What is being asked
Take each line of the material that includes "dark" and copy it.
━━━━━━━━━━━━━━━━
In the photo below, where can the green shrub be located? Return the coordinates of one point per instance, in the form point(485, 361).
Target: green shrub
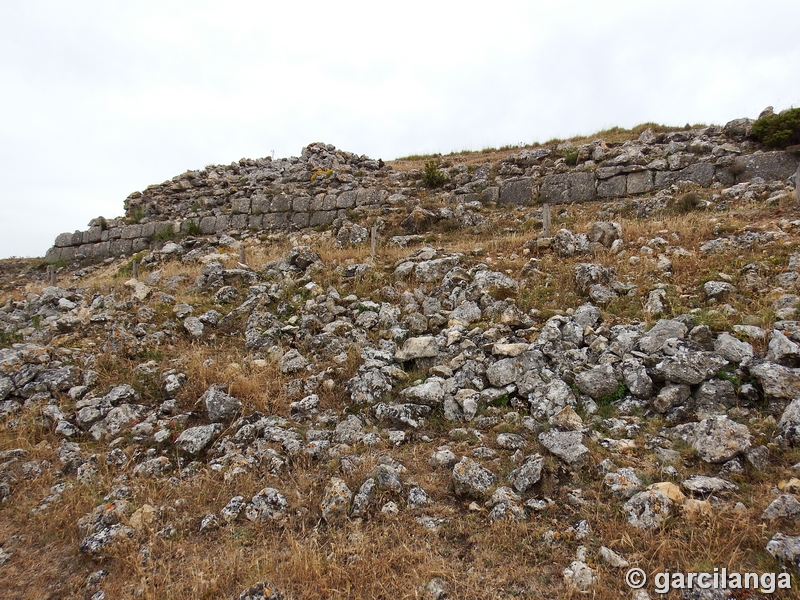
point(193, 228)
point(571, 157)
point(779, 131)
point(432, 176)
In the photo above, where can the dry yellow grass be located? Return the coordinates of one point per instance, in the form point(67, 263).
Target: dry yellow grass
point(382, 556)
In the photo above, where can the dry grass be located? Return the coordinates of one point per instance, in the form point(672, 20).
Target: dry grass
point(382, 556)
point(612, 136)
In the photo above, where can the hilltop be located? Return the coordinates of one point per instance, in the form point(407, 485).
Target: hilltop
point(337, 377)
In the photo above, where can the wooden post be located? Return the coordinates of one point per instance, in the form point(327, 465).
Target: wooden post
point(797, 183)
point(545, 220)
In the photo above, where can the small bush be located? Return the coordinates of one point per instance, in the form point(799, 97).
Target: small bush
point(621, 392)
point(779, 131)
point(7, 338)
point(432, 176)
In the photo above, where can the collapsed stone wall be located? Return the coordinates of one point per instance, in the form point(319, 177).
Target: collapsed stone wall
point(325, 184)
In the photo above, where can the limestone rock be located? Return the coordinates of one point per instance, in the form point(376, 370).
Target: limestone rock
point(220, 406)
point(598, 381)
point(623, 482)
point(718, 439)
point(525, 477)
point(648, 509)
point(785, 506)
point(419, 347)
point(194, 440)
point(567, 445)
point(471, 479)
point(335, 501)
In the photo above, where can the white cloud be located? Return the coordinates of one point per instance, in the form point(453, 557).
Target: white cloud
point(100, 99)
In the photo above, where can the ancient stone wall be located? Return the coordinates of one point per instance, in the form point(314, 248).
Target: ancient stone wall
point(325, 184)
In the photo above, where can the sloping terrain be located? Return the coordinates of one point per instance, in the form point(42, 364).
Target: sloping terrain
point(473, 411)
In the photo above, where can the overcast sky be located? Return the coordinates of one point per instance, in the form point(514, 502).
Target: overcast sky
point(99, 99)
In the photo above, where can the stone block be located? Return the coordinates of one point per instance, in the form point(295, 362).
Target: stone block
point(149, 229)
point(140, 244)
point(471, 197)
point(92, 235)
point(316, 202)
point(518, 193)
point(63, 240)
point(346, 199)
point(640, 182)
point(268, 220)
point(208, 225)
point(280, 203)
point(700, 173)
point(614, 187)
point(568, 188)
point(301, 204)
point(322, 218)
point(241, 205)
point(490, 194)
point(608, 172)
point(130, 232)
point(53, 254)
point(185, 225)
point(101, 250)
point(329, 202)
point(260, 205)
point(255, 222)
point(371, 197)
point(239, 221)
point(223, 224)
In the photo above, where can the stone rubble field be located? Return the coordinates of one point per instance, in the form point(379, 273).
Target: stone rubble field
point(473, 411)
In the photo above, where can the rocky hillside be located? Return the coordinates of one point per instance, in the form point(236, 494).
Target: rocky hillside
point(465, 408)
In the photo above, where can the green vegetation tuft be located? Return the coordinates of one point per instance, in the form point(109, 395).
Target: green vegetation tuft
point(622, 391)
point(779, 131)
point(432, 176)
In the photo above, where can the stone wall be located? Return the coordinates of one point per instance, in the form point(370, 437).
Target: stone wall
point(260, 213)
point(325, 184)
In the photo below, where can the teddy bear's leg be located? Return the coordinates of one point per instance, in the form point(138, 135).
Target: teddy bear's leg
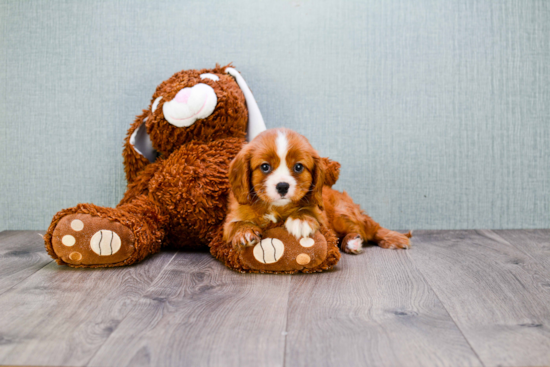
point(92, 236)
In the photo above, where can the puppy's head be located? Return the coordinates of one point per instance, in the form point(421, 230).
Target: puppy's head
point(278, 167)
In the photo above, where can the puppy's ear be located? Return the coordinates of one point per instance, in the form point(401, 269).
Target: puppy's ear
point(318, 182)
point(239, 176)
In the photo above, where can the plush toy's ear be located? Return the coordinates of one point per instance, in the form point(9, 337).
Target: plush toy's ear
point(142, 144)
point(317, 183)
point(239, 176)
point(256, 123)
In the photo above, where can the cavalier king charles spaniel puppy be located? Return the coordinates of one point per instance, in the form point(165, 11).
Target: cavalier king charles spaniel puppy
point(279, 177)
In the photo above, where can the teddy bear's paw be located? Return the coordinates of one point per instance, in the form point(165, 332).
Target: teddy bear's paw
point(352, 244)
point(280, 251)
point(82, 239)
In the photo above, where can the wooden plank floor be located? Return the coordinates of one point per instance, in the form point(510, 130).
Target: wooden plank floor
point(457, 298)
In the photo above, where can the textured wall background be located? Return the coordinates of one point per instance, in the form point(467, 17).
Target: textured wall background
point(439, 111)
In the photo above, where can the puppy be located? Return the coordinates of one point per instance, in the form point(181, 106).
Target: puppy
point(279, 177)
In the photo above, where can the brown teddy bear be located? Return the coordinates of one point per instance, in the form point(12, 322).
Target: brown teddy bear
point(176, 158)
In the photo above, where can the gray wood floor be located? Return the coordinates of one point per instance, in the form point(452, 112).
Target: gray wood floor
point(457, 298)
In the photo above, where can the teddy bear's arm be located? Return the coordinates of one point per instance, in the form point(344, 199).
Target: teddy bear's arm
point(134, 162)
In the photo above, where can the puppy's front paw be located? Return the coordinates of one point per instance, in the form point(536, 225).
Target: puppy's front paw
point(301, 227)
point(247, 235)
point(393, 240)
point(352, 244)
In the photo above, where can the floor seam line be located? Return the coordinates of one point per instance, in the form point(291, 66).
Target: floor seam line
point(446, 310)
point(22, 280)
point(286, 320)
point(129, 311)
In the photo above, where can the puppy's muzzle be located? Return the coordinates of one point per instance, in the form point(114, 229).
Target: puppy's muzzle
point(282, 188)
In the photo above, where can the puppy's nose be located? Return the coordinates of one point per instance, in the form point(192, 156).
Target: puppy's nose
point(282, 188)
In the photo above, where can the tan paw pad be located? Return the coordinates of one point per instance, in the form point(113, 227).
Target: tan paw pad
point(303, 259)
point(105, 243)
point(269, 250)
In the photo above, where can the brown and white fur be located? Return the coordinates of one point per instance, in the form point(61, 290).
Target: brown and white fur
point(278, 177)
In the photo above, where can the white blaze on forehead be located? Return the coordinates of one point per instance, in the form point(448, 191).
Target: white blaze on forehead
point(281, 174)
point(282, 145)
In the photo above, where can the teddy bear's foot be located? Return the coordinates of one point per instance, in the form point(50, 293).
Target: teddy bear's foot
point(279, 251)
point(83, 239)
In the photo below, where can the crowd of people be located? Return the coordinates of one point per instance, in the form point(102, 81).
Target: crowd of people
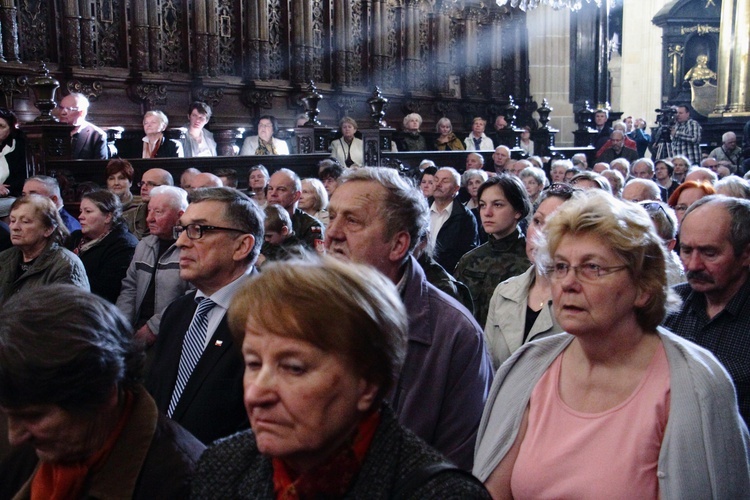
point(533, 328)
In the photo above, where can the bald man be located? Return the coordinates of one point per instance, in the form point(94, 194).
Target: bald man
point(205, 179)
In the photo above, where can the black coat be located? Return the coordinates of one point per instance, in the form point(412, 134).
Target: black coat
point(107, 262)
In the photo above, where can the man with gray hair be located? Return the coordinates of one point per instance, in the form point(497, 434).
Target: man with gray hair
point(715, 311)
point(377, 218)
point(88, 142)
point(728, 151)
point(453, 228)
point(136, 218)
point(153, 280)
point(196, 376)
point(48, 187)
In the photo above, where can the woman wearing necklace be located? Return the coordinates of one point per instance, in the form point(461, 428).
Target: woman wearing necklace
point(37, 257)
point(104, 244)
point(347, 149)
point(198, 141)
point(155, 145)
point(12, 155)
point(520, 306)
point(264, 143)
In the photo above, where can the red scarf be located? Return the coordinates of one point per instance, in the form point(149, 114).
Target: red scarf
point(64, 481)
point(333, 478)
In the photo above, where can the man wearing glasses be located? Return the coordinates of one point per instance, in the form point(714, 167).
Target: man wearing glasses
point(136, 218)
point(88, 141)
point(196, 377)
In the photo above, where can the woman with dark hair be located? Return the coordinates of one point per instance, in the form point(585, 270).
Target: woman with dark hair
━━━━━━━━━━━━━━━━
Written response
In the photo above, where can the woman with dark hair be located? Return the coordinates of one point per instance, in the form point(585, 270).
Target: woman with dark hair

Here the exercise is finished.